**Stated task**:
Return all of the data below word for word, and leave the pictures out.

**Given records**:

****************************************

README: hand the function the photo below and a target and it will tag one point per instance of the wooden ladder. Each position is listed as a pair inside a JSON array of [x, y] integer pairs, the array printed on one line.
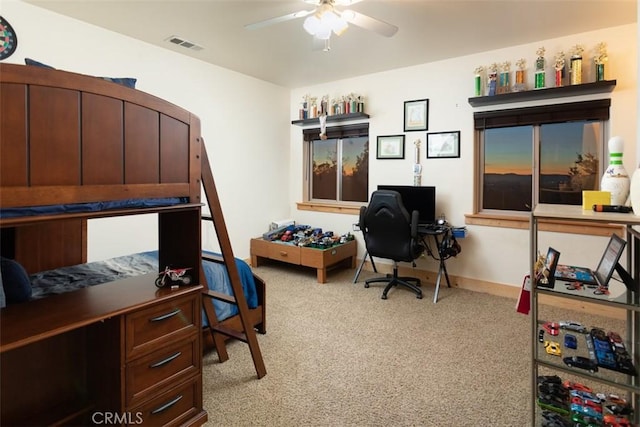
[[248, 335]]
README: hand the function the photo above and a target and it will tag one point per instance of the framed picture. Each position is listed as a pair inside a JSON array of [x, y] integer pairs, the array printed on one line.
[[443, 144], [416, 115], [390, 147]]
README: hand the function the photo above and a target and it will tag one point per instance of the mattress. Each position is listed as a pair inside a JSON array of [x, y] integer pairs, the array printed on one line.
[[70, 278]]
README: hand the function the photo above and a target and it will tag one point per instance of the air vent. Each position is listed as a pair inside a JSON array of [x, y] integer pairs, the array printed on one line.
[[180, 41]]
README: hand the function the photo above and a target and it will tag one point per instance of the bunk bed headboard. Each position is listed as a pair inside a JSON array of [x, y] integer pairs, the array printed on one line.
[[68, 138]]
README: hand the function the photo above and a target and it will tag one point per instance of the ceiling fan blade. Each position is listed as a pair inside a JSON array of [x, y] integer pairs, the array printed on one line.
[[321, 45], [337, 2], [369, 23], [278, 19]]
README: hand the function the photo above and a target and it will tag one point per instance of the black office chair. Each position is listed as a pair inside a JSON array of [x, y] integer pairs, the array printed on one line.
[[390, 232]]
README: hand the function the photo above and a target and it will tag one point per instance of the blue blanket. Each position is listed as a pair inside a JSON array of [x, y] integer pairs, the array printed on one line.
[[67, 279]]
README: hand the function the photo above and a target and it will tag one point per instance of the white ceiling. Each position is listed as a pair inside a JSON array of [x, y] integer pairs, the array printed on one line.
[[429, 30]]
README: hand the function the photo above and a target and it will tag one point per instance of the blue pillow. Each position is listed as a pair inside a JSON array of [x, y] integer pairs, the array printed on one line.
[[125, 81], [3, 297], [15, 281]]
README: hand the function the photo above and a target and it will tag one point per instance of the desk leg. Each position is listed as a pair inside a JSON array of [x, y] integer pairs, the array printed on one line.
[[442, 270], [364, 258], [322, 275], [438, 278]]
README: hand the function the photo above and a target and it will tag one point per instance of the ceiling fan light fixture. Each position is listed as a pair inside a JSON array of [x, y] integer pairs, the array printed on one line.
[[321, 24], [323, 33], [312, 24]]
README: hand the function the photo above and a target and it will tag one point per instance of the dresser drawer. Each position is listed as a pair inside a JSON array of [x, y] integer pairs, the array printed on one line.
[[165, 322], [173, 407], [161, 368], [285, 253]]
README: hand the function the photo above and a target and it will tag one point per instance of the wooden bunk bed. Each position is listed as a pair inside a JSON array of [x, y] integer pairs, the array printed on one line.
[[101, 351]]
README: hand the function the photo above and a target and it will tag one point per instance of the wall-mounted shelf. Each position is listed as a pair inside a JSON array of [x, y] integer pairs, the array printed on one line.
[[334, 118], [546, 93]]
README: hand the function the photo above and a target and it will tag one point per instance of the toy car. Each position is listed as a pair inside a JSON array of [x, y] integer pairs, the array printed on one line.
[[552, 419], [553, 348], [172, 276], [581, 362], [620, 409], [591, 412], [570, 341], [573, 326], [577, 386], [616, 400], [552, 328], [614, 337], [616, 421], [549, 379]]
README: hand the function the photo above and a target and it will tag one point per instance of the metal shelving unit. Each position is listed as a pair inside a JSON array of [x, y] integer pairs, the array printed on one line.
[[620, 298]]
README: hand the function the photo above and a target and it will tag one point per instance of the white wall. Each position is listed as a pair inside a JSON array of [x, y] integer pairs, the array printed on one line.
[[244, 121], [448, 85], [257, 158]]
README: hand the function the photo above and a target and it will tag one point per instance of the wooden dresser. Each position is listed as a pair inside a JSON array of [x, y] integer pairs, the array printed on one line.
[[124, 352]]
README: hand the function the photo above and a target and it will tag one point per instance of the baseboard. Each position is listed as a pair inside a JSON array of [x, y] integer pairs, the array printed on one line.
[[499, 289]]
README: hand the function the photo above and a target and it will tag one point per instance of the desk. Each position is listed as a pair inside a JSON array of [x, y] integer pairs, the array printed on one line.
[[320, 259], [439, 234]]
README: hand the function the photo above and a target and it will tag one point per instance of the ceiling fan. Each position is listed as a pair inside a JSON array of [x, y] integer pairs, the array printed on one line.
[[325, 19]]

****************************************

**Exercise response**:
README: hand the function the photo below and a target and it will tag one point per instance of the wooden ladder. Each position is listed as a pair inside a JSON array of [x, y] integer pairs, the array printed on one line.
[[248, 335]]
README: hand the function the photo above and a target and it will tag one point per instance of the framed picture. Each position is listed as a pair inside a JSON array of [x, y] integer pairs, the array printed on one line.
[[443, 144], [416, 115], [390, 147]]
README: hand the function the photo above and a target and it will tag one point per instance of the mattress. Each position is listed as a pair inside a JSON array of [x, y] integer pairs, the array printed on one line.
[[70, 278]]
README: hand the function the photo above and a target and it will tag one point per instance of the air vent. Each position is listed as a pair inside a JSON array of [x, y] integer pairs, the array printed on one line.
[[180, 41]]
README: hand the function the photo above and a target and it will tag one point per instance of the bunk bed headboard. Each position is listed as a pair inside a JSON array of [x, y] integer pairs, the array printed on one line.
[[68, 138]]
README: hand the function the photo above and a target and it will tag one point per instance of the ceiling fan blade. Each position is listed as a pair inside a JSON array of [x, y] integer pairs, the array printed on one line.
[[321, 45], [337, 2], [369, 23], [278, 19]]
README: hand the function the photo above and a target and it will tag one point per instance of the black office chair. Each position is listed as a pair inside a JSON array of [x, y] integer pairs, the array printed on one line.
[[390, 232]]
README: hand the function the photo above and a target and it will tag one point per instance of the blue blanket. Each position is listed as a pair inside a JSON array of [x, y] integer pairs, the array printed on one line.
[[67, 279]]
README: hand the function the photo above and a target and it will tag one point per instance of the white ceiling. Each position is listed as a pair inside a JSON array of [x, y] integer pairs, the array printed on one line.
[[429, 30]]
README: hand the function the photo above and a target and it will tag one point per instance of the blue pillow. Each position is listed as a pair inside a JSON array of [x, y] integer pairs, the array printed on one line.
[[125, 81], [3, 297], [15, 281]]
README: hand the function the photo above and a target and it will tag one point per instance of the desk leg. Each position is listed as a pair inside a JSON array of [x, y] integer pairs, the array printed on one line.
[[442, 270], [364, 258], [322, 275], [438, 278]]
README: hand the function the photo above and a target and it will tag one point per instance of the ceiling fan light fixture. Each position is listed as a pair inside a JSON array of [x, y] integer pairs, the array printed on one line.
[[321, 24], [323, 33], [312, 24]]
README: hand the function the photo above and a target and it will tag one point per instance of the dresser drawer. Each position is listed as a pair inside a JSON array of [x, y] integer pairs, the array printed on one line.
[[165, 322], [173, 407], [161, 368], [285, 253]]
README: hand the function the photo above and a target and it will tag one point per instance of the wooden bunk bed. Each position is listed as a pair inside a JSON array of [x, y] integer pairs, the array printed on one line.
[[101, 351]]
README: hand the function the photo above and a target and it will tag one point per instance of the wall-mounted shelf. Each position is listed as a pair inside a JSON array of [x, y] integer pairs, the array printed on one line.
[[334, 118], [546, 93]]
README: hand the function the photo above and a target and it will tag one point per instance of the toy car. Each position is listed as a pair inside a JSON array of [x, y] integer pairs, the array printed on one line.
[[552, 419], [553, 348], [172, 276], [581, 362], [620, 409], [591, 412], [570, 341], [573, 326], [577, 386], [616, 400], [552, 328], [614, 337], [616, 421], [549, 379]]
README: hand the function the photo above and a target and it will tag one point per instance of the metal shelving unit. Each position is listed as a pair inside a JSON array of [x, y] integer pairs, the array printed on one line.
[[620, 298]]
README: hand the function the photo above and a target and it will tag one point per instance of the white wall. Each position is listed as a pair inside a JSON array of [x, y] integer pairs, the array printed on one line.
[[244, 121], [448, 85], [257, 158]]
README: hand the function the photo above and a target and it will tag one point per instance of the wooden dresser. Each position is listed as a pair inside a JSON array of [x, y] integer pairs, the array printed on one line.
[[124, 352]]
README: hand the function the photo above and a target and it will tag one point per instance of the baseboard. Each position is listed as a pair inside a JSON array of [x, y] integer pairs, the array printed on one line.
[[499, 289]]
README: hand the function the photo above and a target and it will tag one point per instance of the desk. Each position is listed as a pair inside a JSON array of [x, y] integer pairs, the array printed on one line.
[[320, 259], [439, 234]]
README: hand the function the photo above and a target and it will tag one point per instance of the ceiling fan. Each position is listed as a pair inside a JSON array of [x, y] integer pairs, the array printed on one line.
[[325, 19]]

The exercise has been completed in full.